■ **Stated problem**
Turn every line in the rows below into a numbered list, skipping any blank lines. Leave the pictures out of your answer.

■ **Record extracts**
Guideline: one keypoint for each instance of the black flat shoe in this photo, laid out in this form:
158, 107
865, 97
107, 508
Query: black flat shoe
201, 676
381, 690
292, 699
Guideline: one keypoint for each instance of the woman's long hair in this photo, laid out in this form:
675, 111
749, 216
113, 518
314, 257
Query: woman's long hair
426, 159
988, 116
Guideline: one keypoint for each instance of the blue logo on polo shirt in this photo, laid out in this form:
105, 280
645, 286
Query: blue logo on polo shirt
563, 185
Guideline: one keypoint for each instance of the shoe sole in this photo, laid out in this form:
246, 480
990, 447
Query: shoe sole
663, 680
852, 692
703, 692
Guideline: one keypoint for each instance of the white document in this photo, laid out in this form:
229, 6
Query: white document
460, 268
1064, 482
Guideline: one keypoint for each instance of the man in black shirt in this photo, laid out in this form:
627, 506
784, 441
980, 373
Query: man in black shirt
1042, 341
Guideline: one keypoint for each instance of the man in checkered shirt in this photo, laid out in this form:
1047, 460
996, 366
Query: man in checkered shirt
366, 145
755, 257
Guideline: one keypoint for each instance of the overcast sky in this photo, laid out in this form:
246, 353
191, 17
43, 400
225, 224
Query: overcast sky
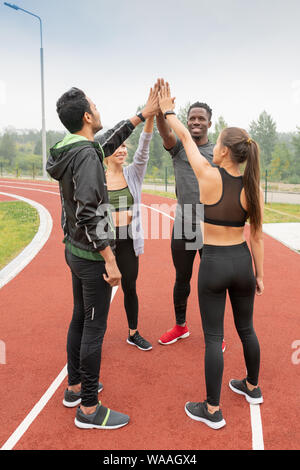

■ **Solution to this exercise**
1. Guideline: one keypoint for each instance of the black flat shoe in this photo, laid out in this form:
2. 158, 107
3. 865, 97
4. 107, 508
5. Query: black flat shoe
6. 201, 676
7. 381, 690
8. 292, 699
9. Guideline: one keypoint for each instance of the woman's long hair in this photo, laid out in this form:
10. 675, 111
11. 749, 216
12. 113, 518
13. 314, 257
14. Query: woman's long hair
15. 426, 159
16. 988, 116
17. Guideline: one keypoint for each instance of the blue logo on polo shirt in this photo, laid out in this form:
18. 105, 280
19. 645, 286
20. Query: blue logo on polo shirt
21. 563, 185
22. Guideline: one keypoint for each instance of the shoe sole in this photo, laid out in this form:
23. 246, 480
24. 990, 447
25. Query: shoe sole
26. 663, 680
27. 852, 692
28. 703, 692
29. Guideline: one keypoint for each instance of the white document in this photo, laid out in this form:
30. 229, 6
31. Query: white document
32. 460, 268
33. 1064, 482
34. Guideline: one keypoint for each instance of the man in black shirt in this photo, laid out in this form:
35. 627, 506
36. 784, 441
37. 980, 373
38. Query: man in black shirt
39. 1042, 341
40. Guideline: one keypoint for each instance of the man in checkered shirt in this photo, laid out in this form:
41. 1047, 460
42. 996, 366
43. Query: man in checkered shirt
44. 366, 145
45. 755, 257
46. Guideline: one keypoint for each instance of the overcast sky in this photo, laid out in this form:
47. 246, 353
48. 191, 17
49. 43, 400
50. 225, 224
51. Query: overcast sky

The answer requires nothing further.